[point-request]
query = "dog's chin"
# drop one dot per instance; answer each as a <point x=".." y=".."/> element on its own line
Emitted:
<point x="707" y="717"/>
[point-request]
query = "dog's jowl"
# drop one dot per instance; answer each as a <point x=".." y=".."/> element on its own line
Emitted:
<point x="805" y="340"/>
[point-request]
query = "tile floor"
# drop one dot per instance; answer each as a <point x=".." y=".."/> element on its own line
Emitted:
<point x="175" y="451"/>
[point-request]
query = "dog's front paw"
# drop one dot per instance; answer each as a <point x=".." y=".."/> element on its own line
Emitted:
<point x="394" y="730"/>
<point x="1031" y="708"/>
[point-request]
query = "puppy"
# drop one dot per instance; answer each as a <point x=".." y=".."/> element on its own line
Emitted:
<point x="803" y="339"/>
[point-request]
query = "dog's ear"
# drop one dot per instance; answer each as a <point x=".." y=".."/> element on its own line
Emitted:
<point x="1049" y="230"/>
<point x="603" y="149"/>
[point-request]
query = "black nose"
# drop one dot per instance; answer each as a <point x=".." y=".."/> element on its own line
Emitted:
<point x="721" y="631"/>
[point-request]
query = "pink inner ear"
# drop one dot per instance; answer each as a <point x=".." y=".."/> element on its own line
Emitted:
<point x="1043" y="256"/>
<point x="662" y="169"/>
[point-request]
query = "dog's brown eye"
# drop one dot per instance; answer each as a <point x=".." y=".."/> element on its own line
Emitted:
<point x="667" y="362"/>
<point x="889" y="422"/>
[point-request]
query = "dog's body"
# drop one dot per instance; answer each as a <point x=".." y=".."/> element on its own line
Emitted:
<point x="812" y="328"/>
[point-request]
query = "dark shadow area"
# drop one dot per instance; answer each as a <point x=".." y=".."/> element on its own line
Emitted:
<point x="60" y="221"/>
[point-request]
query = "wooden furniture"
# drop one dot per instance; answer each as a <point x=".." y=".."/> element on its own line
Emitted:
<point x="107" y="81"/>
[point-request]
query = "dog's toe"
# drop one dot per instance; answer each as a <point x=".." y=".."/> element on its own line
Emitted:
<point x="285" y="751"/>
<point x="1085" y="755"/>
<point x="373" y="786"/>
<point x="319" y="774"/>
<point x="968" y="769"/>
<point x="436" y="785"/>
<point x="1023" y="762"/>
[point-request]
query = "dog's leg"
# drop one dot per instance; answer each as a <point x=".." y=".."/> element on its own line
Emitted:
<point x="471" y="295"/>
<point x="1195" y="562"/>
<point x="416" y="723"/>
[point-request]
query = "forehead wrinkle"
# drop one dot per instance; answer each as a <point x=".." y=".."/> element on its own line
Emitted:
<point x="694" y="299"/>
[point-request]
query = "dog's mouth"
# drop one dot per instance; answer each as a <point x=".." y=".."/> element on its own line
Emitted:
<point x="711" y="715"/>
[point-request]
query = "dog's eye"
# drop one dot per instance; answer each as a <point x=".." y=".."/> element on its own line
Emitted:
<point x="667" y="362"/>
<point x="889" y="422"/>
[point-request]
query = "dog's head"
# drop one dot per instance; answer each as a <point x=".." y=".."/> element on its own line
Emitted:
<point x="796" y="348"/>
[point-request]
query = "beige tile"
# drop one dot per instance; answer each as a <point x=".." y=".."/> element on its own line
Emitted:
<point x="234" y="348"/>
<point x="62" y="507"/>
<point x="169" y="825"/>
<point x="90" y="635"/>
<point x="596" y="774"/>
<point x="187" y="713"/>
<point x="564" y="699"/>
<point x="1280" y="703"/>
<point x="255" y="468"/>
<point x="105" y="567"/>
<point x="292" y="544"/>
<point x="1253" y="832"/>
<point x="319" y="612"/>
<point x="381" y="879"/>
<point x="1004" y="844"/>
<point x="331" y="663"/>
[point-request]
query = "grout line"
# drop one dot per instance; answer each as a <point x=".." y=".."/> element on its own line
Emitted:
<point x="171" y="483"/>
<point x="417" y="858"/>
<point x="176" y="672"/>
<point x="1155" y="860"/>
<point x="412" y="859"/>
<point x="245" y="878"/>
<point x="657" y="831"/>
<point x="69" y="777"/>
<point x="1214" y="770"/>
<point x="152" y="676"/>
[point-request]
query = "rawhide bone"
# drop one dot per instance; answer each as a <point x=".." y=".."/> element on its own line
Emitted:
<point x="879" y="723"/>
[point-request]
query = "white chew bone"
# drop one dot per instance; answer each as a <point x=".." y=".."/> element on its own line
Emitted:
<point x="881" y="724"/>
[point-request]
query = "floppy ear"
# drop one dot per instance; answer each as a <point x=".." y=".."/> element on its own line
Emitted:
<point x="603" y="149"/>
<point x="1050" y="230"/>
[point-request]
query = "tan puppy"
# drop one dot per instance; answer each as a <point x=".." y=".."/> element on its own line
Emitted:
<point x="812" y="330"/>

***

About this exercise
Your task is to print the whole listing again exactly.

Task solution
[point-request]
query = "dog's chin"
# drop one dot per instance; answer each as a <point x=".." y=".."/> element on its own line
Emitted:
<point x="707" y="717"/>
[point-request]
query = "dog's jowl"
# drop one dot per instance; answer each as a <point x=".." y=".."/> element on its own line
Emitted:
<point x="805" y="340"/>
[point-request]
query = "tile floor"
# drop one dot per instance; answer each as a <point x=".." y=".."/> element on its own line
Emitted:
<point x="175" y="451"/>
[point-request]
query = "dog's front paw"
# drop one dot per instance; answer each as a <point x=".." y=".."/> element on its own line
Emitted:
<point x="394" y="730"/>
<point x="1031" y="708"/>
[point-request]
query = "puppy"
# drop one dot per instance; answer each as a <point x=".." y=".."/> element on its own line
Emitted:
<point x="803" y="339"/>
[point-request]
query = "dog's ear"
# drop one dot per instance; answer each as a <point x=".." y=".."/> element on its own line
Emitted:
<point x="1049" y="230"/>
<point x="603" y="149"/>
[point-request]
query = "black nose"
# drop one dot per instance; answer each as a <point x=".." y=".."/> element on its own line
Emitted:
<point x="721" y="631"/>
[point-request]
query = "pink inner ear"
# drop one dot per instance; answer each as a <point x=".." y=".."/> element on its own line
Emitted:
<point x="1043" y="256"/>
<point x="662" y="169"/>
[point-request]
query = "dog's brown eye"
# drop one dot per instance; answer each as a <point x=".." y=".."/> element on its own line
Emitted:
<point x="667" y="362"/>
<point x="889" y="422"/>
[point-request]
query = "dog's body"
# drop one dot per instance; answer each as a <point x=".." y=".."/> element on its own line
Emitted:
<point x="812" y="328"/>
[point-request]
query = "dark shadow area"
# drop one dot per instance; answer each as a <point x=".." y=".."/> element on its own line
Emitted:
<point x="60" y="221"/>
[point-request]
query = "wooden furniture"
# drop one dot per instance; answer each as a <point x=".." y=".."/> element on its own line
Emitted:
<point x="107" y="81"/>
[point-request]
query = "dog's toe"
# drop one dot per instance; answer each as a <point x=".." y=".."/> element on its own line
Emitted:
<point x="285" y="751"/>
<point x="1085" y="755"/>
<point x="373" y="786"/>
<point x="319" y="774"/>
<point x="968" y="769"/>
<point x="436" y="785"/>
<point x="1023" y="762"/>
[point-request]
query = "dog's leg"
# drop one dot per instance; answer each as a <point x=".." y=".."/> element on its own line
Emitted:
<point x="471" y="295"/>
<point x="1195" y="562"/>
<point x="416" y="723"/>
[point-request]
query = "forehead wrinkle"
# drop one dot per instance; answer each as a <point x=".." y=".."/> element on its own line
Emitted:
<point x="694" y="299"/>
[point-request]
query = "dog's mouth"
# drop one dot per instance; answer each as a <point x=".." y=".."/> element on its own line
Emitted:
<point x="711" y="715"/>
[point-request]
query = "dog's eye"
# drop one dot per instance; answer each as a <point x=".." y=".."/> element on its own line
Emitted:
<point x="667" y="362"/>
<point x="889" y="422"/>
[point-request]
query = "dog's head"
# drop one dot per instance; answer each as a <point x=".." y=".."/> element on its own line
Emitted:
<point x="796" y="348"/>
[point-request]
query = "beige tile"
# drop one dot per instance; answer each as a <point x=".." y=".."/> element on its own line
Emitted:
<point x="234" y="348"/>
<point x="62" y="507"/>
<point x="169" y="825"/>
<point x="90" y="635"/>
<point x="596" y="774"/>
<point x="187" y="713"/>
<point x="564" y="699"/>
<point x="1280" y="703"/>
<point x="255" y="468"/>
<point x="105" y="567"/>
<point x="292" y="544"/>
<point x="1253" y="832"/>
<point x="319" y="612"/>
<point x="381" y="879"/>
<point x="1004" y="844"/>
<point x="331" y="663"/>
[point-request]
query = "grout line"
# drop one dot per instance; answer each as a <point x=".." y=".."/> element on its own line
Emitted:
<point x="171" y="483"/>
<point x="417" y="858"/>
<point x="176" y="672"/>
<point x="1155" y="860"/>
<point x="412" y="859"/>
<point x="245" y="878"/>
<point x="657" y="831"/>
<point x="69" y="777"/>
<point x="1214" y="770"/>
<point x="152" y="676"/>
[point-request]
query = "rawhide bone"
# drop one dot per instance; answer each as a <point x=".." y=".."/> element on its own line
Emitted:
<point x="879" y="723"/>
[point-request]
query = "white chew bone"
# drop one dot per instance; answer each as a <point x=".." y=".."/> element on its own line
Emitted:
<point x="881" y="724"/>
[point-request]
query = "floppy ear"
# drop one dot per instance; answer each as a <point x=".." y=".."/> element on its own line
Emitted:
<point x="603" y="149"/>
<point x="1050" y="230"/>
[point-request]
query = "tan puppy"
# drop one dot per instance; answer each as a <point x=".." y=".."/> element on its own line
Emitted:
<point x="812" y="330"/>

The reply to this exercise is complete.